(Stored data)
☆ ☆ ☆ ☆ ☆

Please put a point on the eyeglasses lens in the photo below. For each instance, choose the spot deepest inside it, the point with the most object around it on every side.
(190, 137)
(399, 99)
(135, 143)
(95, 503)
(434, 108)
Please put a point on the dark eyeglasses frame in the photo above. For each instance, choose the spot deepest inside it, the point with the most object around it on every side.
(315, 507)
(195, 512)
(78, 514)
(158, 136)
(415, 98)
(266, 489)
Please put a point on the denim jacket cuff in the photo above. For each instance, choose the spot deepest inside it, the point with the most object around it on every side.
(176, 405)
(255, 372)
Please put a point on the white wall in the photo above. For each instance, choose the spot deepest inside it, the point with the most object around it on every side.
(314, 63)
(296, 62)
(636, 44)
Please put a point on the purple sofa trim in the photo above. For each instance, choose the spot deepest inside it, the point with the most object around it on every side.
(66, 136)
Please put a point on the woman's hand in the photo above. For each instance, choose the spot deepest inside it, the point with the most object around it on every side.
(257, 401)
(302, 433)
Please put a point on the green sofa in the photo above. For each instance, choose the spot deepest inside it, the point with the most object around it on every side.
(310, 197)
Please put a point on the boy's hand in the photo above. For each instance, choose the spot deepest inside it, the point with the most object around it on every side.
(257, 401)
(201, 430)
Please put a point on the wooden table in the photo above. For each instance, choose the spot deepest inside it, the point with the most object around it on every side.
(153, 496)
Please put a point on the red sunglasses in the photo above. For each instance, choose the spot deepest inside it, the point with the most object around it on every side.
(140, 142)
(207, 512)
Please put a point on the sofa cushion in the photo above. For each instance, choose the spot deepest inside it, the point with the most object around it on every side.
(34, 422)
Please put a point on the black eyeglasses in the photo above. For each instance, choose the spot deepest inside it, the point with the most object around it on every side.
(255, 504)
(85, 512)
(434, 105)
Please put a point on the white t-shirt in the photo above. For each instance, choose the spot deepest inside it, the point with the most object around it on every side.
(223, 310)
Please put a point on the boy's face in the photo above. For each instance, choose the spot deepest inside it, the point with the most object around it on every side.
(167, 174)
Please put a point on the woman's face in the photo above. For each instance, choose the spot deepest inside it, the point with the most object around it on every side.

☆ ☆ ☆ ☆ ☆

Would you please restate all of the entries exactly?

Exercise output:
Please put a point on the eyeglasses lens in the photo below. For each instance, choose the spot deepest inside it, the point with the most object around it on every side.
(190, 137)
(399, 99)
(135, 143)
(95, 503)
(434, 108)
Please put a point on the dark eyeglasses frame in the photo above. For each instance, choose the spot deepest inside it, the point with the most object around it on every side.
(315, 507)
(195, 512)
(78, 514)
(158, 136)
(415, 98)
(266, 489)
Please put a point on the denim jacket cuff in the photo above. For each instance, choose the spot deepest inside it, the point with the most object around it on every side.
(176, 405)
(255, 372)
Please put a point on the white wall in the photo above. For each instance, choose the spot deepest inside it, the point with the most object around it on every side.
(314, 63)
(296, 62)
(636, 44)
Please put a point on the purple sofa trim in the photo above. For each instance, choose the spot deepest inside it, the point with the most object around it on every side.
(66, 136)
Please put a point on the woman's hand in the photo above. For each instance, choose the spot deepest inside it, the point with the most object around it on every side.
(257, 401)
(302, 433)
Please put a point on the green sofa in the photo above. For each instance, choose the spot deepest inside it, the point with the most object around it on every side.
(310, 197)
Please put a point on the boy's hand in the photo above. For each instance, choose the spot deepest inside it, the point with the most object around it on every side.
(257, 401)
(201, 430)
Please put a point on the wooden table in the photo above. For each instance, choose the spot deepest inside it, the point with the most object around it on every side.
(153, 496)
Please put a point on the red sunglasses in the photo above. For each instance, choose the spot deepest inside it, the point with the most object around it on every side.
(140, 142)
(207, 512)
Please put a point on the sofa cushion in the photo above. For each instance, choose the spot deepest inside it, the point with the most object around it on every side.
(34, 422)
Please put a point on the black eyeglasses in the photo above. For each instance, choose the spot deepest inside it, the point with the most object around it on every side.
(255, 504)
(85, 512)
(434, 105)
Please put a point on the white t-shirt in the photo above. For each instance, choose the spot deepest inside it, the point with the most object around it on every side.
(223, 310)
Please put a point on the boy's face in the photo above. For each instance, choose the spot deepest inside it, the point with the most object around it on every side.
(167, 174)
Please put a point on the woman's face in the photo above. For each instance, choose the spot deepest inside it, the point with the most object around it on every side.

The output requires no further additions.